# Exercise materials start

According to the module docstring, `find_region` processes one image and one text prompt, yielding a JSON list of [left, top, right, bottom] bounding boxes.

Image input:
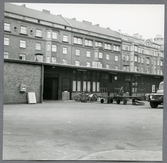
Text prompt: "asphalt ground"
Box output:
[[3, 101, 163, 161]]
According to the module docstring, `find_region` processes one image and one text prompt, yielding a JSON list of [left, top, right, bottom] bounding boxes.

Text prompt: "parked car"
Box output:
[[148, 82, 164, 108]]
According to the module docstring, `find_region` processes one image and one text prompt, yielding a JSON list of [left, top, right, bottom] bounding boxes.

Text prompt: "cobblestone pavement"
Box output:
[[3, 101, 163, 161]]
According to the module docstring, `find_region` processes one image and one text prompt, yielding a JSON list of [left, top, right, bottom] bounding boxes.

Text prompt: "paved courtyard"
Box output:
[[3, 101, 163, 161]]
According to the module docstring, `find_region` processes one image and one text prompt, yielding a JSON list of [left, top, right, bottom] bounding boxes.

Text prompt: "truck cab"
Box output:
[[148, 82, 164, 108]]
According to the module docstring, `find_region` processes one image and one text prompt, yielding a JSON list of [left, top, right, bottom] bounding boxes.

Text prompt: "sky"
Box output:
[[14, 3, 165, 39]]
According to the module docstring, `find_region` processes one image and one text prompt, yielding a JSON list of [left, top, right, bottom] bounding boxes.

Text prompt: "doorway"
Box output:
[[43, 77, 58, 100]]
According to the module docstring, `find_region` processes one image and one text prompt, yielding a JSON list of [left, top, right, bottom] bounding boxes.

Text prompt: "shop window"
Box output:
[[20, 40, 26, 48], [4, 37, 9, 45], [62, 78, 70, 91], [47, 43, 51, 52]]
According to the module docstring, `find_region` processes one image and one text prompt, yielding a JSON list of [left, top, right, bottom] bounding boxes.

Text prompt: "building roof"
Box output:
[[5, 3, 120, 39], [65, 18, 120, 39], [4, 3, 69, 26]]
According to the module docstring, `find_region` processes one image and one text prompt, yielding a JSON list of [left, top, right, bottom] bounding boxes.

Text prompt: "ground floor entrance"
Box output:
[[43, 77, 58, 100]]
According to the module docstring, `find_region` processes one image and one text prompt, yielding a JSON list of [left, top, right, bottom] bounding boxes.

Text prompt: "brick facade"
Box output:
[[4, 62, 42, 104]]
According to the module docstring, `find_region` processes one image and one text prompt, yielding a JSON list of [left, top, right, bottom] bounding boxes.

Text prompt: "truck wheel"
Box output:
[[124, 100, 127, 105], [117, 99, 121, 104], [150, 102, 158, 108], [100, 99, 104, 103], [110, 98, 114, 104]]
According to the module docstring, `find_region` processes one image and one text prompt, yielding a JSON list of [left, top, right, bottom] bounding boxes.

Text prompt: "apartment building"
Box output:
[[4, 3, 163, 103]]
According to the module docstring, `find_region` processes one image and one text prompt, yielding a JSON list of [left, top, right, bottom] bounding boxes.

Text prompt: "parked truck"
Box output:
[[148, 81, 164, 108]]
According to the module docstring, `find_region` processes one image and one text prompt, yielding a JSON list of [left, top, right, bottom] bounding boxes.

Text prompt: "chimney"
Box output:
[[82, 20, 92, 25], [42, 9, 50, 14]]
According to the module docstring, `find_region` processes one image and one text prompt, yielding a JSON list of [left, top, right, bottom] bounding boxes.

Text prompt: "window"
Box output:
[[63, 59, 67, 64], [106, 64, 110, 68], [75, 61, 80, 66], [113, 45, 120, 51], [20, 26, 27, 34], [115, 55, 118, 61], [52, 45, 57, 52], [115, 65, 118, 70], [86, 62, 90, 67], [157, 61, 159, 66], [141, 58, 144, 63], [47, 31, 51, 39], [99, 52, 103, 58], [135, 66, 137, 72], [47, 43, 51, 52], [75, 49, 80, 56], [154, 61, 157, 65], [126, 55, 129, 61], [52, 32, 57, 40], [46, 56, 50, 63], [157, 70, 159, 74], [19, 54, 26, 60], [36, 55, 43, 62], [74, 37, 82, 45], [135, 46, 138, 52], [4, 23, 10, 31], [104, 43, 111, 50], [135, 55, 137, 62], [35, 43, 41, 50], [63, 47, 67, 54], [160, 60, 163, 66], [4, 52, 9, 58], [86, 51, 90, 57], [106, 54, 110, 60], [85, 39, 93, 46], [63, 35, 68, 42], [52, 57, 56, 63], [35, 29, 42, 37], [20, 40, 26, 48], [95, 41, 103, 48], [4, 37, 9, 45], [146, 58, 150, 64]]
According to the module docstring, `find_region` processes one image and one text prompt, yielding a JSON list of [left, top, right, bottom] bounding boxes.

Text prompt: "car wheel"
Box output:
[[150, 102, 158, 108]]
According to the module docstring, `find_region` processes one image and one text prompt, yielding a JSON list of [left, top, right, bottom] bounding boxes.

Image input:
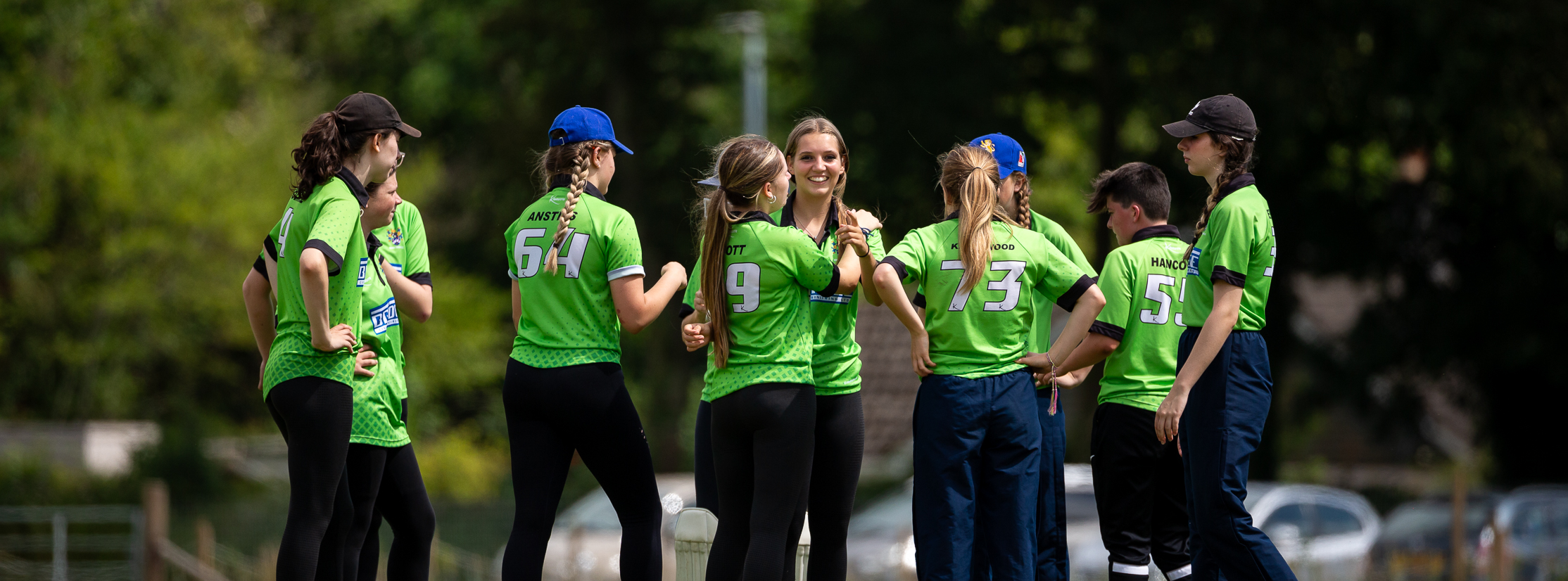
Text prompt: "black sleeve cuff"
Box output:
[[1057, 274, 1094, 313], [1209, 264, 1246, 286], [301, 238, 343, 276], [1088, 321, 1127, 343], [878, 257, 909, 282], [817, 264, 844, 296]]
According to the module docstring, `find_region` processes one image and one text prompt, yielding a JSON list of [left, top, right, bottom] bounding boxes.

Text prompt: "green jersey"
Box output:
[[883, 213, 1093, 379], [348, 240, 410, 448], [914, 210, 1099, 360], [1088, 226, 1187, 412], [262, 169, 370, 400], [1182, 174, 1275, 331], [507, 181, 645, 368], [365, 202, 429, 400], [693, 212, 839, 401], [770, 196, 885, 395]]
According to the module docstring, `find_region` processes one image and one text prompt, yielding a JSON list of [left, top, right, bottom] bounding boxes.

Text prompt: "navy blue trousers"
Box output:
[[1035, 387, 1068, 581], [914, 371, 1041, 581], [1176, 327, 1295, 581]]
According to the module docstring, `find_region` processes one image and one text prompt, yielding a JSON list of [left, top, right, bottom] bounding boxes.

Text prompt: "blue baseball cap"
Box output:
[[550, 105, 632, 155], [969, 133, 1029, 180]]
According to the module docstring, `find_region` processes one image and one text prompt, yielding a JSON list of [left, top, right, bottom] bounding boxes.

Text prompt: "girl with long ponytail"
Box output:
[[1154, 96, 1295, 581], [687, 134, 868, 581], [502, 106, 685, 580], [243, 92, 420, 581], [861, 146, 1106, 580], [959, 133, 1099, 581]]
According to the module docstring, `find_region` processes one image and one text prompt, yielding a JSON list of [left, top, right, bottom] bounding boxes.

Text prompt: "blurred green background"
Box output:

# Exercise materials end

Quote every record above exactly, leaving out any pictures.

According to the module docstring, `find_region` processes one image and one text prompt, yielding a JSON list of [left, top, right, bottom] bounding boxes.

Image input:
Text prompt: "asphalt ground"
Box output:
[[3, 101, 163, 161]]
According to the module docstring, `find_region` processes one image and one text prompt, yielding a JSON list of [left, top, right, bottom] bounding boxes.

Text prompt: "parked car"
Box output:
[[148, 82, 164, 108]]
According to the module docstring, `find_region` processes one image and one text prompt, yielding a JSON list of [left, top, right, bottom] bounding boxes.

Text prompt: "cobblestone pavement"
Box output:
[[3, 101, 163, 161]]
According to the module docstring, `find_region` processes one image and one text prompt, yielding a JSON list of [left, top, right, bottom] bounding boxes.

Text prompt: "paved courtyard"
Box output:
[[3, 101, 163, 161]]
According to the module docstring, `find_region` processes one image and one text prompt, yielding a JSON list of [left, top, right, bottom] bounding boxes.

Text prompt: "truck cab"
Box output:
[[148, 82, 164, 108]]
According to the module docstring, `find_region` processes one image and one text prompt, yielding a JSON list of [left, top, right, bottom] bounding boxes.

Text prompt: "sky"
Box output:
[[14, 3, 165, 39]]
According to the module docstring, `find_region` processes one image and one text prompt, yielding a JSON list of [left, top, right, bottom] bounding boxes.

Text prompt: "doorway"
Box output:
[[43, 77, 58, 100]]
According to the module docstring, `find_region` processes one image and one text prompt, yielding a JSON list of [left, top, right, bottom] bounding boxes.

Text prompt: "shop window"
Box output:
[[20, 40, 26, 48], [4, 37, 9, 45], [62, 78, 70, 91], [47, 43, 51, 52]]
According to the module docstring, `find_region` processes one image and one text prompt, yielding a JSON list of [left, top, right, bottom] bounding boxes.

Text prompt: "building roof"
Box output:
[[5, 3, 120, 39], [65, 18, 120, 39], [4, 3, 69, 26]]
According to the module docstring, `find_region` processes one image and one text prompt, yielding a JSON list of [left, top, right, bottom] bounding boxes.

Text prompt: "ground floor entrance"
Box output:
[[43, 77, 58, 100]]
According to the module docstring, `find_region` processes one image and one text prompt, yielding a JSON list of [left, top, right, bottom] bounding boxes.

Text prompt: "brick facade"
Box output:
[[4, 62, 42, 104]]
According to the module docstring, `find_region` processes one image and one text prompt, yielding a JSON list of [left, top, right, bottom] bounding boxes.

Text prompt: "truck wheel"
Box output:
[[124, 100, 127, 105], [117, 99, 121, 104], [150, 102, 158, 108], [100, 99, 104, 103], [110, 98, 114, 104]]
According to the module docstring, `find_region` processes one image and one text prompt, yielding a JSON list of [left, top, right, bottom] bounding boxes.

Text prompt: "apartment building"
Box output:
[[4, 3, 163, 103]]
According to the module docstring, `find_region` processes one image and one text prompt, yielding a JSON list of [left, top, right, bottom] bounding boxes.

Text prompt: "parked truck"
Box output:
[[148, 81, 164, 108]]
According to the module docstring, `find_region` processes one image and one text prompt, yielding a JSON list of [left, top, right, bottom] bounding boxes.

Text prompt: "chimney"
Box output:
[[82, 20, 92, 25], [42, 9, 50, 14]]
According to the module docstring, `find_region` processes one image and one text prompt, yielding a JSON list of [left, top, right, bottom] bounding boxes.

Text prompt: "window"
Box output:
[[63, 59, 67, 64], [106, 64, 110, 68], [75, 61, 80, 66], [113, 45, 120, 51], [20, 26, 27, 34], [115, 55, 118, 61], [52, 45, 57, 52], [115, 65, 118, 70], [86, 62, 90, 67], [157, 61, 159, 66], [141, 58, 144, 63], [47, 31, 51, 39], [99, 52, 103, 58], [135, 66, 137, 72], [47, 43, 51, 52], [75, 49, 80, 56], [154, 61, 157, 65], [126, 55, 129, 61], [52, 32, 57, 40], [46, 56, 50, 63], [157, 70, 159, 74], [19, 54, 26, 60], [36, 55, 43, 62], [74, 37, 82, 45], [135, 46, 138, 52], [4, 23, 10, 31], [104, 43, 111, 50], [135, 55, 137, 62], [35, 43, 41, 50], [63, 47, 67, 54], [160, 60, 163, 66], [4, 52, 9, 58], [86, 51, 90, 57], [106, 54, 110, 60], [85, 39, 93, 46], [63, 35, 68, 42], [52, 57, 56, 63], [35, 29, 42, 37], [20, 40, 26, 48], [95, 41, 103, 48], [4, 37, 9, 45], [146, 58, 150, 64]]
According to the module docstring, `find_region` processes one image and one text prompt, yielding a JSON list of [left, top, right, bottom] bounding boxes.

Text prompt: "car wheel"
Box output:
[[150, 102, 158, 108]]
According to the module docstring, `find_region` processes one image and one text prompt, yielding a JSON list of [left, top, right, bottom] bounding boxes.

Image input:
Text prompt: "black sleeve cuff"
Box output:
[[1057, 274, 1094, 313], [1209, 264, 1246, 286], [301, 238, 343, 276], [1088, 321, 1127, 343], [878, 257, 909, 282], [817, 264, 844, 296]]
According to the module docstring, `find_region` processes one image and one text prompt, yielding a JSON list of [left, top, right, bottom] bounding boxes.

Text prompt: "green jersey"
Box output:
[[883, 213, 1093, 379], [348, 240, 410, 448], [914, 210, 1099, 360], [1088, 226, 1187, 412], [262, 169, 370, 400], [1182, 174, 1275, 331], [507, 181, 645, 368], [365, 202, 429, 400], [693, 212, 839, 401], [770, 196, 885, 395]]
According to the module docstring, `find_region` processes one image and one text prompt, yielding a JSON list of [left, top, right, bottom] bounding boxes.

Text prompt: "navy blue trousers"
Box output:
[[1035, 387, 1068, 581], [914, 371, 1041, 581], [1176, 327, 1295, 581]]
According to the module docstring, `find_region` processes one image and one text prompt, yielding a JSON list of [left, top, right, bottom] bounding boxes.

Text prompt: "blue baseball cap"
Box output:
[[550, 105, 632, 155], [969, 133, 1029, 180]]
According to the module docstring, `find_region` processes one image and one text prompt, yielding a JSON list of [left, top, right, bottom] bounding boxes.

Text prompt: "girl with long ponytail"
Box output:
[[1154, 96, 1295, 581], [687, 134, 868, 581], [502, 106, 685, 580], [243, 92, 420, 581], [861, 146, 1106, 580], [959, 133, 1099, 581]]
According to the module docstring, `find_region` processes one image and one text prompt, yielding a JSON list of [left, top, right, bottom] bounding boxes.

Text prompt: "blurred green background"
Box output:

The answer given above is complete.